[BEGIN DATASET EXTRACT]
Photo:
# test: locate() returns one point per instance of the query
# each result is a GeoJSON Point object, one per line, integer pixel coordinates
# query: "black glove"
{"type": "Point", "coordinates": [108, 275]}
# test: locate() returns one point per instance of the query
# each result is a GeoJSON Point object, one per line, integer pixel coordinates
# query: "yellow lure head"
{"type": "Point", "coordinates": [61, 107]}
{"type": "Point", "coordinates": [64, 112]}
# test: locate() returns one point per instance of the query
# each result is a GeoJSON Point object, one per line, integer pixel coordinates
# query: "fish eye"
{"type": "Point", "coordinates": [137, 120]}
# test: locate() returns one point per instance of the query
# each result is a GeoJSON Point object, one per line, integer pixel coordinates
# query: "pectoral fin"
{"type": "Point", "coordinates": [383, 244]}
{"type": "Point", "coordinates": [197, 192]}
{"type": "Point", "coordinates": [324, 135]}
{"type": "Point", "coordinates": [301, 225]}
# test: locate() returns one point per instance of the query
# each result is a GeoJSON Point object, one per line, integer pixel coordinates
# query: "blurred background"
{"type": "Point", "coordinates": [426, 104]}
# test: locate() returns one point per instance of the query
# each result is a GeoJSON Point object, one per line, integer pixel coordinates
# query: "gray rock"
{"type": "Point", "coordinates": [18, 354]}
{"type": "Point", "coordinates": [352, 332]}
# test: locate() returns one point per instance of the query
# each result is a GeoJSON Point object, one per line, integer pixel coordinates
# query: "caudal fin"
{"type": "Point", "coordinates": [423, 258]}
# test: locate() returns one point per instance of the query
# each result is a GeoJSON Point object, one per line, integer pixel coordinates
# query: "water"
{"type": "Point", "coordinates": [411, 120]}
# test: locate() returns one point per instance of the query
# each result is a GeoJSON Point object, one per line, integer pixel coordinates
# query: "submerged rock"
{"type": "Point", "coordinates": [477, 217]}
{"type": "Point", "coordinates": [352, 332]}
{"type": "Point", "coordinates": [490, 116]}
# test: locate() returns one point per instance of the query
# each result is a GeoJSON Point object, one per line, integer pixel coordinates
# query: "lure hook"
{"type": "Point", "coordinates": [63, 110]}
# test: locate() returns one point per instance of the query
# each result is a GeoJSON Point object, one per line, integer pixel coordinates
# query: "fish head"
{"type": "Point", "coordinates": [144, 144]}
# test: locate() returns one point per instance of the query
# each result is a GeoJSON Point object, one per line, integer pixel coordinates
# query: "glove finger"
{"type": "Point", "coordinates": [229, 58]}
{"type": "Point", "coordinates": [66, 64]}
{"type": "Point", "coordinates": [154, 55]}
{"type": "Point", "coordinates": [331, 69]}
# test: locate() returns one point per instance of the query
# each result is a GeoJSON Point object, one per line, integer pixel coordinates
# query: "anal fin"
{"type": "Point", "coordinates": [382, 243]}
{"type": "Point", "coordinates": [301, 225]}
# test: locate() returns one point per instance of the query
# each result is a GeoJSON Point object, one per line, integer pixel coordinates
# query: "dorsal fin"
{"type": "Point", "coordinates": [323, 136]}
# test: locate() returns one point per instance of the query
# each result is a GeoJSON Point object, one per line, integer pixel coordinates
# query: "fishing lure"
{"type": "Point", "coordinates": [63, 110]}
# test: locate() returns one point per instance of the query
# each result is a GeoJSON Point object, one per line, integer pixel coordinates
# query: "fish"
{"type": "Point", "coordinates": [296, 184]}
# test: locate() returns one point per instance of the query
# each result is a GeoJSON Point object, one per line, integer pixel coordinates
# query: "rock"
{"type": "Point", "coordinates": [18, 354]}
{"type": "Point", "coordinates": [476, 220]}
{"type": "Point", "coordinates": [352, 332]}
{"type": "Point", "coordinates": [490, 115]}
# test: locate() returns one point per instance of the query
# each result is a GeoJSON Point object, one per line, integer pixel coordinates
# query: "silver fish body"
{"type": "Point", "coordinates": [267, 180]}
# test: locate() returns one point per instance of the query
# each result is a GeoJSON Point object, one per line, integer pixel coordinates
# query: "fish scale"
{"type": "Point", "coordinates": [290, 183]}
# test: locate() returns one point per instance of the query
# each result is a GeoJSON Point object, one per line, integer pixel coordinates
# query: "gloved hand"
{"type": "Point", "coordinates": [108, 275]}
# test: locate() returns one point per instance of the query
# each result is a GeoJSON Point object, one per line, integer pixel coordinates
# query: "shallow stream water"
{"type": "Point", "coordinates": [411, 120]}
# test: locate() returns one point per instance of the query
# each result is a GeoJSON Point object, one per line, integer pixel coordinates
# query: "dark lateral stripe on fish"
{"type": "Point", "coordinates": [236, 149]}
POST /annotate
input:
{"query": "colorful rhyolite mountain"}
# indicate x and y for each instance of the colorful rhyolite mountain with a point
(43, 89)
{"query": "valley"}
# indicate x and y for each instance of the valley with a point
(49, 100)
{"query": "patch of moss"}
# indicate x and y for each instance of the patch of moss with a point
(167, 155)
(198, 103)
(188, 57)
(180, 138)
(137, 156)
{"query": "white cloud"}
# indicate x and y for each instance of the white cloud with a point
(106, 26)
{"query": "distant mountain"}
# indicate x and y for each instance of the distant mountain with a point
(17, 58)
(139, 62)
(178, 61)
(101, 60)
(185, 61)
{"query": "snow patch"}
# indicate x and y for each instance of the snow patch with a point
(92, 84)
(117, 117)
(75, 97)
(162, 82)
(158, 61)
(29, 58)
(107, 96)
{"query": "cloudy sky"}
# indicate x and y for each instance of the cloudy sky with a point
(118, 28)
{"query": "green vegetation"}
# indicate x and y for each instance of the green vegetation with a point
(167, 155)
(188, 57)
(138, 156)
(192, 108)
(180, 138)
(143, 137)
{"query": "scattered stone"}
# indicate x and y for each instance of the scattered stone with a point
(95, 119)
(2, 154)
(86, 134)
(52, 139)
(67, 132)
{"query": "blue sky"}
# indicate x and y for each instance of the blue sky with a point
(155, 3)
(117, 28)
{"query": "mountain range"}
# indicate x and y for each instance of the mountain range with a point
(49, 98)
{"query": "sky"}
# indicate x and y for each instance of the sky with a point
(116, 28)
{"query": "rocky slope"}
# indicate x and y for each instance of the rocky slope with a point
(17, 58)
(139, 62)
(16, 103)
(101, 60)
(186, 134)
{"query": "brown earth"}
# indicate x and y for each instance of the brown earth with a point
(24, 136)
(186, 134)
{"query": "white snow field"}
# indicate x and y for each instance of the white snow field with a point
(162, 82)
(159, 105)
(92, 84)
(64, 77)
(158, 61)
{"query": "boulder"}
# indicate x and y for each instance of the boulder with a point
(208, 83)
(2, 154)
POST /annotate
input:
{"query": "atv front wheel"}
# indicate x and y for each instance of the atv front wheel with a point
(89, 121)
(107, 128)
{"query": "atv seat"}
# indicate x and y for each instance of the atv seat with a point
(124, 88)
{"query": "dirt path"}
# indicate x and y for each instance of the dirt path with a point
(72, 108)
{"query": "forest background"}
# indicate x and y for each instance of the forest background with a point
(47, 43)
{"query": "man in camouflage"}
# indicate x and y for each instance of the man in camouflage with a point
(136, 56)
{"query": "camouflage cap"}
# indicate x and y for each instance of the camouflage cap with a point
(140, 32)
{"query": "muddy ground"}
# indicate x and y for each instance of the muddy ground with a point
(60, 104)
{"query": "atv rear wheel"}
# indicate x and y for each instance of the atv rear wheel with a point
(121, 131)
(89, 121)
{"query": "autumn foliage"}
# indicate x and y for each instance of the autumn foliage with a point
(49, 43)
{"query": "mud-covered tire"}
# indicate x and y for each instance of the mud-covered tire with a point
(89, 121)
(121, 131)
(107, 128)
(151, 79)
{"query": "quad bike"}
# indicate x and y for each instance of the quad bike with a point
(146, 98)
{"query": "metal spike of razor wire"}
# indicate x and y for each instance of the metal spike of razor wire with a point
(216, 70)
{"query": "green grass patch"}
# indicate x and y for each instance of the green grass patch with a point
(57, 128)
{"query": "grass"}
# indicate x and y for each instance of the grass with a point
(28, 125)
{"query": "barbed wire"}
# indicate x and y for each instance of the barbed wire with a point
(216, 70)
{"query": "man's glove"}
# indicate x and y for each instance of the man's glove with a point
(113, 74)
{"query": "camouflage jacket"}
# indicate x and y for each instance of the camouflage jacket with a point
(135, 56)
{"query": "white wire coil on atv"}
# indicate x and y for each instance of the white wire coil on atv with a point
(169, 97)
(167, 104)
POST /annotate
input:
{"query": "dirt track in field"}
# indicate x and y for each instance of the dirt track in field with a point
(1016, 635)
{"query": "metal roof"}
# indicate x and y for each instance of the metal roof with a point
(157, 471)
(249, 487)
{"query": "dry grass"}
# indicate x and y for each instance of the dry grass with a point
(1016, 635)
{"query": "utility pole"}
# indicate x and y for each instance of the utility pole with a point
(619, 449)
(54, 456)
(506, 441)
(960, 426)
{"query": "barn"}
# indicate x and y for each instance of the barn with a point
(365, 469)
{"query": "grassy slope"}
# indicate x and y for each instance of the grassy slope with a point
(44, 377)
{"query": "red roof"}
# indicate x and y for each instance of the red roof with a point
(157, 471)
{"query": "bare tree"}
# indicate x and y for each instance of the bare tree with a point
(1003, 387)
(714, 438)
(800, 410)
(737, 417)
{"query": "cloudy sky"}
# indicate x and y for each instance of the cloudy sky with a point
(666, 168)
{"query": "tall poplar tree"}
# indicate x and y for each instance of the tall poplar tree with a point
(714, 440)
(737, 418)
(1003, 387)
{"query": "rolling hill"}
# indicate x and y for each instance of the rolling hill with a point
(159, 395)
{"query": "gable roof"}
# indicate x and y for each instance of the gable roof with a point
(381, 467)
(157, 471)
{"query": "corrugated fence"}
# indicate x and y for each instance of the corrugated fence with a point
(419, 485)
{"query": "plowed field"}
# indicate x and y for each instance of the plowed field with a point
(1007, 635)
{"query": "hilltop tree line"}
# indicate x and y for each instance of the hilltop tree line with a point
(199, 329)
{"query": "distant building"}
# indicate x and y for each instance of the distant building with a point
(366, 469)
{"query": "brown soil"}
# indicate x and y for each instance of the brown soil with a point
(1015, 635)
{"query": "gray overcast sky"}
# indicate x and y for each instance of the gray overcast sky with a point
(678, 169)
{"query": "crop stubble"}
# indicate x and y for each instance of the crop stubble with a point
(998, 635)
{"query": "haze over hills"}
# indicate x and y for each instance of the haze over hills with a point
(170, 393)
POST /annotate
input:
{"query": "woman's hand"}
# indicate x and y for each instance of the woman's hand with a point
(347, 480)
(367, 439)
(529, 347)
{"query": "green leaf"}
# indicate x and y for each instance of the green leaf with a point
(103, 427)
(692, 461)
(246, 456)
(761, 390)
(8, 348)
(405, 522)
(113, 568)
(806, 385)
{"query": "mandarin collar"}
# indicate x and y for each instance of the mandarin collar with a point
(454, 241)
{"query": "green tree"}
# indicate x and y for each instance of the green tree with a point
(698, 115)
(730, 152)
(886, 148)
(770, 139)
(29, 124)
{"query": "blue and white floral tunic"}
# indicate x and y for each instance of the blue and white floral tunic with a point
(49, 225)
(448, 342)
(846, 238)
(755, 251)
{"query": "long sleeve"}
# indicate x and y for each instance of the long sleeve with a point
[END DATASET EXTRACT]
▶ WRITTEN TASK:
Show each line of the material that contains the string "long". Case counts.

▶ FINISHED TASK:
{"query": "long sleeve"}
# indicate x and y for each instance of the long sleeve with a point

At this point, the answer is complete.